» Your task: Copy out all of the rows below, swapping every "Outline" for "Trace" and leaving everything else unchanged.

» Stored data:
|---|
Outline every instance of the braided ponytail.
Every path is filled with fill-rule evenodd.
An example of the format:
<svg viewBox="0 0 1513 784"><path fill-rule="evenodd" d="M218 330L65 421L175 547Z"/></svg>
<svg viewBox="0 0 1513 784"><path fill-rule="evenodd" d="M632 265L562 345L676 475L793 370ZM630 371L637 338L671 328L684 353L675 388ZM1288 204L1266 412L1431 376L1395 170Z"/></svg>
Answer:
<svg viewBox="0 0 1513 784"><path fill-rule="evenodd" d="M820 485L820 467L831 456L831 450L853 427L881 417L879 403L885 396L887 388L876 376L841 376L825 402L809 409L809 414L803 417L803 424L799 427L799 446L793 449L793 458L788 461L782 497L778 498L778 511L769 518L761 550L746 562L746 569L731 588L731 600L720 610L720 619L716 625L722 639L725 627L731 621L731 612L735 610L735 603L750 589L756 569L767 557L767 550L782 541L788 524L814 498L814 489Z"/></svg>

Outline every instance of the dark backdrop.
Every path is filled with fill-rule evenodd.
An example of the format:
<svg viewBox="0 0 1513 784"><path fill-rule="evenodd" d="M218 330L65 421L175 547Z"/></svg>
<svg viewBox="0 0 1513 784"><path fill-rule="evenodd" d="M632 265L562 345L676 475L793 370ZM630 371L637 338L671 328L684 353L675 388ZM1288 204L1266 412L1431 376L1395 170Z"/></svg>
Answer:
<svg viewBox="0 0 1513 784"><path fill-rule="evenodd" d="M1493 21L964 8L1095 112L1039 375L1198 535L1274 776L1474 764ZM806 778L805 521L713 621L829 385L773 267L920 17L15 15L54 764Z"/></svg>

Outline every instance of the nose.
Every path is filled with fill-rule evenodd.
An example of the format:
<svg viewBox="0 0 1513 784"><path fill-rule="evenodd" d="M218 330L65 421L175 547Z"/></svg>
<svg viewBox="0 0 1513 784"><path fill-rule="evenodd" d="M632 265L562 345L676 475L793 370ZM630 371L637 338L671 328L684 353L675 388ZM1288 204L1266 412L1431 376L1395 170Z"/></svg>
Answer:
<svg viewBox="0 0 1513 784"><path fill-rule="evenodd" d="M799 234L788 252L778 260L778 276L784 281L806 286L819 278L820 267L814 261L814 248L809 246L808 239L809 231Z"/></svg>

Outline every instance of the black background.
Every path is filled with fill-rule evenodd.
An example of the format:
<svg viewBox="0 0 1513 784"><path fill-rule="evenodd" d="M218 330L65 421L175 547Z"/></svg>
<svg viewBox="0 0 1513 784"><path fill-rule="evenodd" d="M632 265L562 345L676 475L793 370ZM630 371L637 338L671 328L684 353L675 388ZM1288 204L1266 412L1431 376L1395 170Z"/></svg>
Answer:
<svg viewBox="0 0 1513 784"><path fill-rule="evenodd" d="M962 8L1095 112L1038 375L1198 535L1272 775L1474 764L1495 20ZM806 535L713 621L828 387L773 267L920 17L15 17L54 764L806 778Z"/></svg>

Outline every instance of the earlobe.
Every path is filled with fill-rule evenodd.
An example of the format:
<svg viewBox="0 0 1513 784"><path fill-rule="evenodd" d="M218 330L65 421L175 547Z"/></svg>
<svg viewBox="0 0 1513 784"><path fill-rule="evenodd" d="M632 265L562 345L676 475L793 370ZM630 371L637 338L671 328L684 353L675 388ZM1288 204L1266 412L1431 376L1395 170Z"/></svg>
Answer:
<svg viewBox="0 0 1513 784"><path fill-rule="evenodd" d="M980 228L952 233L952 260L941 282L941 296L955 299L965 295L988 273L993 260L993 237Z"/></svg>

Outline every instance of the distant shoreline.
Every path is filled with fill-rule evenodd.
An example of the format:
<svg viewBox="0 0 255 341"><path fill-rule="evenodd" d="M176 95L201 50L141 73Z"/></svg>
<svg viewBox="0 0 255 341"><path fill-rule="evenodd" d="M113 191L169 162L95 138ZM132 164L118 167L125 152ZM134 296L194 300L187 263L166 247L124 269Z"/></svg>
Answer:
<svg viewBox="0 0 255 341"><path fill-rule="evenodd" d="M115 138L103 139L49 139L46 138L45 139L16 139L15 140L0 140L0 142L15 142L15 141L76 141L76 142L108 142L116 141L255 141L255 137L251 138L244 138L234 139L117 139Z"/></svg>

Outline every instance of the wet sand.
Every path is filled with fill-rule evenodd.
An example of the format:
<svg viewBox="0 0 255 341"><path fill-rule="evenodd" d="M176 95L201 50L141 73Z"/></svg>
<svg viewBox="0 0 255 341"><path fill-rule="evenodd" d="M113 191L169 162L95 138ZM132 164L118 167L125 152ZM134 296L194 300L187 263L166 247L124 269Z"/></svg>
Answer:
|---|
» Task result:
Trace every instance of the braided ponytail.
Every path is filled with fill-rule evenodd.
An example of the format:
<svg viewBox="0 0 1513 784"><path fill-rule="evenodd" d="M218 330L65 421L175 547Z"/></svg>
<svg viewBox="0 0 1513 784"><path fill-rule="evenodd" d="M632 265L562 345L676 475L793 370ZM630 371L637 338L671 328L684 353L675 388ZM1288 204L1266 412L1431 376L1395 170Z"/></svg>
Answer:
<svg viewBox="0 0 1513 784"><path fill-rule="evenodd" d="M820 485L820 467L831 456L831 450L853 427L881 417L879 403L885 396L887 388L876 376L841 376L825 402L809 409L809 414L803 417L803 424L799 427L799 446L793 449L793 458L788 461L782 497L778 498L778 511L769 518L761 550L746 562L746 569L731 588L731 600L720 610L720 619L716 625L722 639L725 627L731 621L731 612L735 610L735 603L750 589L756 569L767 557L767 550L782 541L788 524L814 498L814 489Z"/></svg>

Trace every instance of the dark backdrop.
Every path is filled with fill-rule evenodd.
An example of the format:
<svg viewBox="0 0 1513 784"><path fill-rule="evenodd" d="M218 330L65 421L175 547Z"/></svg>
<svg viewBox="0 0 1513 784"><path fill-rule="evenodd" d="M632 265L562 345L676 475L793 370ZM630 371L637 338L671 328L684 353L675 388ZM1288 204L1266 412L1431 376L1395 170Z"/></svg>
Answer:
<svg viewBox="0 0 1513 784"><path fill-rule="evenodd" d="M1493 21L964 8L1095 112L1039 375L1198 535L1274 776L1474 764ZM806 778L805 521L713 621L829 385L773 267L920 17L15 15L54 764Z"/></svg>

Trace every instance of the nose.
Every path is filled with fill-rule evenodd.
An example of the format:
<svg viewBox="0 0 1513 784"><path fill-rule="evenodd" d="M218 330L65 421L175 547Z"/></svg>
<svg viewBox="0 0 1513 784"><path fill-rule="evenodd" d="M632 265L562 345L676 475L793 370ZM630 371L637 338L671 328L684 353L675 388ZM1288 204L1266 412L1431 376L1395 170Z"/></svg>
Answer:
<svg viewBox="0 0 1513 784"><path fill-rule="evenodd" d="M799 234L788 252L778 260L778 276L784 281L806 286L819 278L820 267L814 261L814 248L809 246L808 239L809 231Z"/></svg>

Trace every instance of the black background.
Every path is filled with fill-rule evenodd.
An example of the format:
<svg viewBox="0 0 1513 784"><path fill-rule="evenodd" d="M218 330L65 421L175 547Z"/></svg>
<svg viewBox="0 0 1513 784"><path fill-rule="evenodd" d="M632 265L562 345L676 475L793 370ZM630 371L637 338L671 328L684 353L675 388ZM1288 204L1266 412L1431 376L1395 170Z"/></svg>
Answer:
<svg viewBox="0 0 1513 784"><path fill-rule="evenodd" d="M962 8L1095 112L1038 375L1198 535L1272 775L1474 764L1495 20ZM806 535L713 621L828 387L773 267L920 17L15 17L54 764L806 778Z"/></svg>

Trace every instance of the earlobe.
Every path is filled with fill-rule evenodd.
An example of the format:
<svg viewBox="0 0 1513 784"><path fill-rule="evenodd" d="M218 330L65 421L175 547Z"/></svg>
<svg viewBox="0 0 1513 784"><path fill-rule="evenodd" d="M632 265L562 345L676 475L793 370ZM630 371L637 338L671 328L684 353L675 388ZM1288 204L1266 412L1431 376L1395 170Z"/></svg>
Answer:
<svg viewBox="0 0 1513 784"><path fill-rule="evenodd" d="M980 228L952 233L952 260L941 282L941 296L955 299L965 295L988 273L993 260L993 237Z"/></svg>

Trace every instance of the distant shoreline.
Every path is filled with fill-rule evenodd.
An example of the format:
<svg viewBox="0 0 255 341"><path fill-rule="evenodd" d="M176 95L201 50L141 73Z"/></svg>
<svg viewBox="0 0 255 341"><path fill-rule="evenodd" d="M113 191L169 162L95 138ZM132 164L118 167L125 152ZM134 296L194 300L187 263L166 247L124 269Z"/></svg>
Answer:
<svg viewBox="0 0 255 341"><path fill-rule="evenodd" d="M115 138L103 139L49 139L46 138L45 139L16 139L15 140L0 140L0 142L15 142L15 141L76 141L76 142L108 142L116 141L255 141L255 137L251 138L244 138L234 139L117 139Z"/></svg>

Trace every instance of the wet sand.
Every path is filled with fill-rule evenodd.
An example of the format:
<svg viewBox="0 0 255 341"><path fill-rule="evenodd" d="M176 95L201 50L141 73Z"/></svg>
<svg viewBox="0 0 255 341"><path fill-rule="evenodd" d="M113 191L169 162L95 138ZM132 164L118 167L125 152ZM134 296L194 300L187 263L166 247L124 269Z"/></svg>
Answer:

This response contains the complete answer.